What needs to be done: Find the line that contains "[point] blue sky". Restate it and each following line exactly, through the end of the records.

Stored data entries
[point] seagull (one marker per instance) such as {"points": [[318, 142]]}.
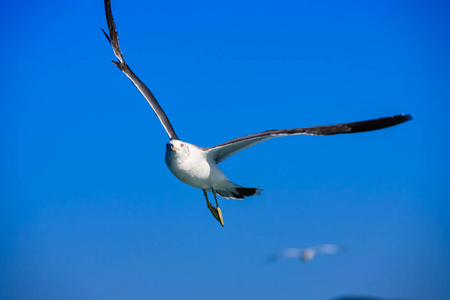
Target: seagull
{"points": [[198, 166], [306, 254]]}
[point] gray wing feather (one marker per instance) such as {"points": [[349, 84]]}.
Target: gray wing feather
{"points": [[220, 152], [145, 91]]}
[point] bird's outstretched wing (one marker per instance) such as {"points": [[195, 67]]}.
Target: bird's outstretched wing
{"points": [[121, 64], [221, 152]]}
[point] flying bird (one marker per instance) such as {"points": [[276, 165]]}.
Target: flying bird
{"points": [[198, 166], [306, 254]]}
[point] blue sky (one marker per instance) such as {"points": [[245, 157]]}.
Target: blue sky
{"points": [[90, 211]]}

Result for this task:
[point] blue sky (one marker per instance) such as {"points": [[245, 157]]}.
Target: blue sky
{"points": [[90, 211]]}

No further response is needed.